SOURCE EXTRACT:
# # # #

Category Archives: Gung Haggis dragon boat team information

Carving out the Dragon Boat head – Revealing the Inner Dragon!


Carving out the Dragon Boat head – Revealing the Inner Dragon!


We started carving our red cedar logs into dragon boat heads and tails today!



Todd Wong is shown the art of working with the grain of the wood by team mate and fellow co-coach and carver Bob Brinson. – photo Dave Samis.

I walked into the Roundhouse Community Centre at 3:30pm.  And
there were bright lights and a tv camera crew, and the Abreast in a
Boat team furiously chipping away…
And I thought to myself… “Damn I missed a media opportunity.” 
The CBC TV crew was filming for a pilot project about events in the
community.  The producer/director is Moyra Rodgers who
produced/directed the CBC TV performance special “Gung Haggis Fat
Choy
.” 

I really like Moyra.  She is one of those women whom you know
always has something going on in her head.  She is president of
her own production company Out To See Productions, and she also
produced the CBC events for Vancouver Art Awards and the Bill Reid
Tribute Concert at the Chan Centre.  Working with her on the Gung
Haggis Fat Choy television special was a great journey.  From the
time we did “blue sky” idea brainstorming, to the meetings of fleshing
out concepts, to the filming of the musical performance segments for
the Paper Boys in the Dr. Sun Yat Sen Gardens and Silk Road Music on
Keefer St. in Vancouver’s Chinatown.  Moyra is always easy to work
with.  Even when she makes you unbuckle and buckle your kilts
repeatedly… for the camera!  Okay… we did a segment showing me
dressing in Scottish dress as part of the origin of Toddish McWong and
Gung Haggis Fat Choy.

# # # #

WRITTEN INSTRUCTION 1:
List every location in the dragon boat carving post where the text says filming took place.
WRITTEN INSTRUCTION 2:
In the dragon boat carving post, what time did the writer arrive at the Roundhouse Community Centre?
WRITTEN INSTRUCTION 3:
Carry the dragon boat carving post forward from its final sentence.

DATA EXTRACT:
# # # #

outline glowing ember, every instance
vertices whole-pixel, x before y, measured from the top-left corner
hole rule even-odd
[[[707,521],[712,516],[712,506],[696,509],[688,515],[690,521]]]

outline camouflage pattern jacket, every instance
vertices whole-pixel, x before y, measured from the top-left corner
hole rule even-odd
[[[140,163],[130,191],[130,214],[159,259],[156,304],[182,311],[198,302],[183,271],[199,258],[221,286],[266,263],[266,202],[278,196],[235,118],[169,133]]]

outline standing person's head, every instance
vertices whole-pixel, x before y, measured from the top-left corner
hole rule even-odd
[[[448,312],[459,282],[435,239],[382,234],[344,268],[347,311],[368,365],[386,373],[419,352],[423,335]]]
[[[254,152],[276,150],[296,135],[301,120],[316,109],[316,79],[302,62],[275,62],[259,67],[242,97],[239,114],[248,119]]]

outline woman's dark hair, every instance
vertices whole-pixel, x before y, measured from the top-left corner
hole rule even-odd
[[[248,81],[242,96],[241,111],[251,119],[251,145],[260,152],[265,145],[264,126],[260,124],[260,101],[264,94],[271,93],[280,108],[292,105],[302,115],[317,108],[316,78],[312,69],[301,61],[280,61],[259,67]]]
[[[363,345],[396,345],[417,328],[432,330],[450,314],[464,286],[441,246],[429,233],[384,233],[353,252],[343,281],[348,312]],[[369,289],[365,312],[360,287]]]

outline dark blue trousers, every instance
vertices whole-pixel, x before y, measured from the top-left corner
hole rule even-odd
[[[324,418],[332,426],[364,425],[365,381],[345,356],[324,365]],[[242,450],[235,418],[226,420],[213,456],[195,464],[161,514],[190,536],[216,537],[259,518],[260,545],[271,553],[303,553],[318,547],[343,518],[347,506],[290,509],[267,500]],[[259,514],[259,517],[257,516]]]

# # # #

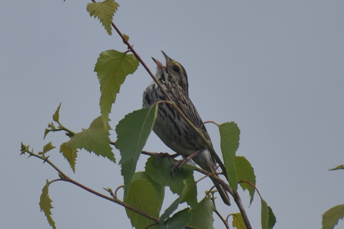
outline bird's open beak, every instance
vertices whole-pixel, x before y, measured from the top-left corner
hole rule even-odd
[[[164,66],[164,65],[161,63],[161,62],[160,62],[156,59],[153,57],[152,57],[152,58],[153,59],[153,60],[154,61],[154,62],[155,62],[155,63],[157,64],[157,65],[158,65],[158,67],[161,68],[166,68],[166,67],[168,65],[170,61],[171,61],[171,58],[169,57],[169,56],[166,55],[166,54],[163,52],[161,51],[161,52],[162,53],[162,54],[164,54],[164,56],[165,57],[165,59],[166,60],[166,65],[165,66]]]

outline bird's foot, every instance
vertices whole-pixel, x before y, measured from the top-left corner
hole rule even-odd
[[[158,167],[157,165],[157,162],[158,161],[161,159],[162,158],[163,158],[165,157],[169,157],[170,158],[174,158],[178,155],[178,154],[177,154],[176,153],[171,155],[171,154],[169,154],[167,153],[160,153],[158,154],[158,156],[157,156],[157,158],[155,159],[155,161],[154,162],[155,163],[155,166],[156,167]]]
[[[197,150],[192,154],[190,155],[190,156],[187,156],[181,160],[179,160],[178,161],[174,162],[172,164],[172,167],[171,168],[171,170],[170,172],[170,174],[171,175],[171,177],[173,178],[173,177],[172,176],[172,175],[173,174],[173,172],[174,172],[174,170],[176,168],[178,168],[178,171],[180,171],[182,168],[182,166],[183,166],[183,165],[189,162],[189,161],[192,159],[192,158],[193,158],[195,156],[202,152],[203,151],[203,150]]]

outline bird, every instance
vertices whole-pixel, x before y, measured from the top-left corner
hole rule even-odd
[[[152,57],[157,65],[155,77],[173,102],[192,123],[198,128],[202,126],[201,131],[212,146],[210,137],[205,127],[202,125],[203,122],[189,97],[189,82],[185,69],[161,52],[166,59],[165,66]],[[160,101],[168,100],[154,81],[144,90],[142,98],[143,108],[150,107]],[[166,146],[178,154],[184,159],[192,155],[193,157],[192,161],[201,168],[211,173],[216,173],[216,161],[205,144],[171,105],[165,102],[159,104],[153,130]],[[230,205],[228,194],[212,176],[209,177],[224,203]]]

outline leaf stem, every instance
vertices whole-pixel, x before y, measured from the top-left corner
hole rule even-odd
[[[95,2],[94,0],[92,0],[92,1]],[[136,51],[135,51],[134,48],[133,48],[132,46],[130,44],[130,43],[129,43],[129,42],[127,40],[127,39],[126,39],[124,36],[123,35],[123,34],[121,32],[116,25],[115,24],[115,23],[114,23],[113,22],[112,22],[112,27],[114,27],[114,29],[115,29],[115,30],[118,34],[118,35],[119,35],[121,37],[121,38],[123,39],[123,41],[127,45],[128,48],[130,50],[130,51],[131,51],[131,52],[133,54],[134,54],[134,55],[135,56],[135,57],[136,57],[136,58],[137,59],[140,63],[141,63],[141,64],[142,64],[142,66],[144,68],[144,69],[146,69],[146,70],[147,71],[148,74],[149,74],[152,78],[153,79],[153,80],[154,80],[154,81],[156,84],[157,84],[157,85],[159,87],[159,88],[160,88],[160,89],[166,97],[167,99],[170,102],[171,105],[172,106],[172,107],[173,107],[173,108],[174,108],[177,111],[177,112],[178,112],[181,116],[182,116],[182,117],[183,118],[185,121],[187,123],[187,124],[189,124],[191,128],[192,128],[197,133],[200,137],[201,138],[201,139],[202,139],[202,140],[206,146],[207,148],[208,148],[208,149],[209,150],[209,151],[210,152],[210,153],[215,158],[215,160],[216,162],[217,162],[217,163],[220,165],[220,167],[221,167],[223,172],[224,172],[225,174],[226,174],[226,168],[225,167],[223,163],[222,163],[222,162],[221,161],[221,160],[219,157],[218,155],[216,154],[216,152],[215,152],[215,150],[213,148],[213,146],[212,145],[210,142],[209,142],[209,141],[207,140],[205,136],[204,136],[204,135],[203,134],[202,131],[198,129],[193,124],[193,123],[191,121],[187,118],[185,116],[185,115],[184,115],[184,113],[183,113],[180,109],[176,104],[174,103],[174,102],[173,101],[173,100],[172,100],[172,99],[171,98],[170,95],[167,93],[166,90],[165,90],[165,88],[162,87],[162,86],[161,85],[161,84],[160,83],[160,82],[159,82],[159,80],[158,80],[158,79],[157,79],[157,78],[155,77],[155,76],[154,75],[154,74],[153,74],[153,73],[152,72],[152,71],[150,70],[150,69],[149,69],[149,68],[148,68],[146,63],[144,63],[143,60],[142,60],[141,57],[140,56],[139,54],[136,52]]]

# # # #

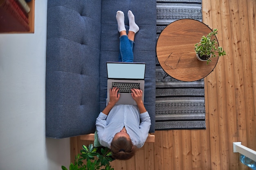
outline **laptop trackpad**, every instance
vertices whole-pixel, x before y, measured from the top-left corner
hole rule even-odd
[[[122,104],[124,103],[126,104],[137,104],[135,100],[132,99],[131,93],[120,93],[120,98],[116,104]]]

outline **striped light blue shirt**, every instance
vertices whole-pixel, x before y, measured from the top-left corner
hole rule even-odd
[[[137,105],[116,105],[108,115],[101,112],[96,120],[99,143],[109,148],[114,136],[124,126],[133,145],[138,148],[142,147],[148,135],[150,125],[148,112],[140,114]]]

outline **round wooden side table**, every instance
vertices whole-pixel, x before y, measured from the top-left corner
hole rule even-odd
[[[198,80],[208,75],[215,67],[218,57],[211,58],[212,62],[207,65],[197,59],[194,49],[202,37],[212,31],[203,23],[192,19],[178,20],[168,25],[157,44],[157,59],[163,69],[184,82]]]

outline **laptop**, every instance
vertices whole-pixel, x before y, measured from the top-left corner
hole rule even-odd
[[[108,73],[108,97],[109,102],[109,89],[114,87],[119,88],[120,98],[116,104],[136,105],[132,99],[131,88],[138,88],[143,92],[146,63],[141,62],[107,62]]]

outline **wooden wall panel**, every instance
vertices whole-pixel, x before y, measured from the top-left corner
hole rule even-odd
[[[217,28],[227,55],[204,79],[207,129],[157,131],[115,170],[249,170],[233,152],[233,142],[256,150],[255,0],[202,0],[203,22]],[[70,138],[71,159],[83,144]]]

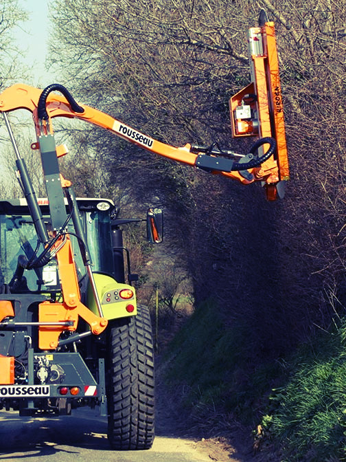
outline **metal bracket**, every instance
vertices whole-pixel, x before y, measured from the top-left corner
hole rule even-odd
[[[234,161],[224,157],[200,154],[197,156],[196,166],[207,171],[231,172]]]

# # # #

REPLY 1:
- Roundhouse Community Centre
- Dr. Sun Yat Sen Gardens
- Keefer St. in Vancouver's Chinatown

REPLY 2:
3:30pm

REPLY 3:
Moyra did lament that it was too bad CBC TV National Programming
Directors didn't go for the proposed expanded one hour “Gung Haggis Fat
Choy” performance special that would have embraced Chinese/Scottish
Cultural interactions from BC to Nova Scotia. “It feels like its not
finished yet,” said Moyra.

But enough about me and Moyra… what about the carving?

Hacking away at red cedar with only a wooden mallet and a chisel is
hard work.  Chip, chip, chip and the pieces of wood fly
away.  Your arm gets tired. And the log still looks the same 5
minutes later.  I’ve never done this stuff before!  It’s a
good thing Bob Brinson knows what he is doing – at least I think he
does.  Bob taught me today about working with the grain of the
wood.  We don’t want to be chipping and causing deep splits into
the wood.  My girlfriend Deb was right into the chipping
too!  She shared with us the story of how her family project was
making a cedar strip canoe, led by her father.  My carpentry
skills are basically helping my sign writer father paint 4’x8’ plywood
sheets and driving 2’’x4’’ stakes into the ground with a sledge hammer
for sign post displays.

While Bob got to work taking a saw to the log, Deb helped me trace our
design pattern onto other sheets of paper, so I could create more
pictures of our design.  One for the log, and one for the wall
display.  I also drew up the front and top views, and drew the
front view directly onto the log, so Bob could tell where to start
carving, and where to leave.  

The camera crew always seemed to pop in and out when you least expected
it.  One moment, they were filming the Wong Way dragon boat team,
the next they were at the Abreast in a Boat table, then suddenly they
were watching us.  It felt like being on a Reality TV show… I
joked to Moyra.  But really!  Something like X-treme dragon
boat carving.  Each team is given 2 logs, a set of chisels and 5
days to create a dragon boat head and tail.  No power tools can be
used.  Ready, set, goal!  

Proud
of a hard first day's work.  Dave Samis, Todd Wong, Chip Frank,
Bob Brinson – all stand with instructor Eric Neighbor beside the former
cedar log now showing signs of the dragon it will son become.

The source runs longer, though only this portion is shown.